RIBBED SLAB FOUNDATION FOR CYLINDRICAL REFRIGERATED TANKS FOR LIQUIFIED GAS STORAGE

Abstract

A foundation for cylindrical refrigerated tanks for liquified gas storage, at locations where the minimum ambient temperature is always greater than 0 C., characterized by a reinforced concrete ribbed slab structure at grade level, where the clear spaces in between the parallel webs of the ribbed slab are configured as air circulation channels to provide ambient air circulation suitable to prevent the ground underneath the foundation itself from reaching freezing temperatures, i.e. 0 C., while providing the necessary bearing and structural capacity.

Problems to work on:
a: Please copy out, word for word, everything in the foundation abstract from "A foundation for" down to "and structural capacity.".
b: Which words in the title of the foundation abstract are longer than eight letters? List them all.
c: Answer these from the foundation abstract:
(i) What do the tanks store?
(ii) What material is the ribbed slab structure made of?
(iii) What are the clear spaces between the parallel webs configured as?

Listing:
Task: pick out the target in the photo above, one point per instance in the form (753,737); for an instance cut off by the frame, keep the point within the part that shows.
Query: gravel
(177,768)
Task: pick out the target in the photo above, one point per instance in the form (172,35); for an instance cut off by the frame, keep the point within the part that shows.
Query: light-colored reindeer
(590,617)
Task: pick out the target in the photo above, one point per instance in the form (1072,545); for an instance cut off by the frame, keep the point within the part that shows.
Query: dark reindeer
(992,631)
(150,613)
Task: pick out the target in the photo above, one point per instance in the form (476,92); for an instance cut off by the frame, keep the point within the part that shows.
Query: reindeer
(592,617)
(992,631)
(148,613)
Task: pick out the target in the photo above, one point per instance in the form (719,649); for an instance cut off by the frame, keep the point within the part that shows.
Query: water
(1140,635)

Answers below:
a:
A foundation for cylindrical refrigerated tanks for liquified gas storage, at locations where the minimum ambient temperature is always greater than 0 C., characterized by a reinforced concrete ribbed slab structure at grade level, where the clear spaces in between the parallel webs of the ribbed slab are configured as air circulation channels to provide ambient air circulation suitable to prevent the ground underneath the foundation itself from reaching freezing temperatures, i.e. 0 C., while providing the necessary bearing and structural capacity.

b:
FOUNDATION
CYLINDRICAL
REFRIGERATED
LIQUIFIED

c:
(i) Liquified gas
(ii) Reinforced concrete
(iii) Air circulation channels